Dataset entries:
'''

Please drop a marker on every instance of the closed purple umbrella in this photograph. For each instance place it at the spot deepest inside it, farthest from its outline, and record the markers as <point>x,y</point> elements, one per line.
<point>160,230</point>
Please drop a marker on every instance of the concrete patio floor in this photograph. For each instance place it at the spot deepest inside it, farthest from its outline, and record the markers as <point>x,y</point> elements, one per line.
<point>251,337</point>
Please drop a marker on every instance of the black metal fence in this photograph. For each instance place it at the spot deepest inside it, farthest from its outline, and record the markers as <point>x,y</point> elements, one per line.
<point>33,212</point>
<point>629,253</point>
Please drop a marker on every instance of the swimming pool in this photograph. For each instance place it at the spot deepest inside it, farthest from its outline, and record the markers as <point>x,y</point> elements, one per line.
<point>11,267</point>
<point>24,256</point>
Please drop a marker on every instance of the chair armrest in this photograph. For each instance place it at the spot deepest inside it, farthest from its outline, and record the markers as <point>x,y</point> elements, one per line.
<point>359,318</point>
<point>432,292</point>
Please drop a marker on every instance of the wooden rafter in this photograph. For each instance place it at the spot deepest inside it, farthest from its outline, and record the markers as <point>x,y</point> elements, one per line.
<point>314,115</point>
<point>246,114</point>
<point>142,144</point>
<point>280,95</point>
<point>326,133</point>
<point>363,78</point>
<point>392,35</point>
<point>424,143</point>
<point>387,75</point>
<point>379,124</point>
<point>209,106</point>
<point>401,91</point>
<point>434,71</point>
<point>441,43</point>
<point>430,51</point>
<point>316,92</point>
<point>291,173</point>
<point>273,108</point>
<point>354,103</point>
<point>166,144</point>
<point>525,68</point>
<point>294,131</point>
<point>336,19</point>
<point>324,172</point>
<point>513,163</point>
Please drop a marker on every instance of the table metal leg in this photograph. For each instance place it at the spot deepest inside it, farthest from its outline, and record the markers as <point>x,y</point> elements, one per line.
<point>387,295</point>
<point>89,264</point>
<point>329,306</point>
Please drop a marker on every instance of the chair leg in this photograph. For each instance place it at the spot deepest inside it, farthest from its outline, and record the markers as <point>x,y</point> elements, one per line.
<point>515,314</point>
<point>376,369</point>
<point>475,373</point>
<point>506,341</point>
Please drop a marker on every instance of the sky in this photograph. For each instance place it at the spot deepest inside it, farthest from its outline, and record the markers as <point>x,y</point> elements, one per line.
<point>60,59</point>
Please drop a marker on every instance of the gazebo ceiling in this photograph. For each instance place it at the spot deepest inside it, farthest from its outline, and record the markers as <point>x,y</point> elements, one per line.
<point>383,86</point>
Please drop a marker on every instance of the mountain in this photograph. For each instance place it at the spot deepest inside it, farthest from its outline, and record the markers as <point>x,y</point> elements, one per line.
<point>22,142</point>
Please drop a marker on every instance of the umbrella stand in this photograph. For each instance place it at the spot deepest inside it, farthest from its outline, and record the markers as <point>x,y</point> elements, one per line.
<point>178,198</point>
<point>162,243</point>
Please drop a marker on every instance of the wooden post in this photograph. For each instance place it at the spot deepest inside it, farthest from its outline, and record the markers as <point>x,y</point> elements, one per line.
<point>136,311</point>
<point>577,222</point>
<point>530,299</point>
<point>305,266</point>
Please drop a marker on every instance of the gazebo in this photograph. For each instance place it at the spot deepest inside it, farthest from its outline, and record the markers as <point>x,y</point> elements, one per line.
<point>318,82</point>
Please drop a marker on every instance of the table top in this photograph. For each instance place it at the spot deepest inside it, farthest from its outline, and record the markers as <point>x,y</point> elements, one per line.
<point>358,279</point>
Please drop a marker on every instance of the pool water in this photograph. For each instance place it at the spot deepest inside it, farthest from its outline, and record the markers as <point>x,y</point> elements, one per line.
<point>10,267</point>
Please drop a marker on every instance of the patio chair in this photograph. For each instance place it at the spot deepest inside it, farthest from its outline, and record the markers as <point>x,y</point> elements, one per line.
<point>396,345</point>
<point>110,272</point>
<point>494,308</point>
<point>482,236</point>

'''

= TRY IT =
Your answer must consist only of the lines from the one containing "Please drop a marker on every instance of the pool" through the last line of the data above, both included, exactly as written.

= EXERCISE OUTPUT =
Please drop a marker on every instance of the pool water in this photograph. For each instance place it at the spot deepest inside it, farthest from its outline, and record the markers as <point>x,y</point> elements, one per line.
<point>10,267</point>
Please drop a marker on every instance of the patio chair in this photograph. For each instance place it at the spot deepest inside it, farthest from its outline, and record the markers as <point>x,y</point> elements, one per line.
<point>396,345</point>
<point>110,272</point>
<point>494,308</point>
<point>482,236</point>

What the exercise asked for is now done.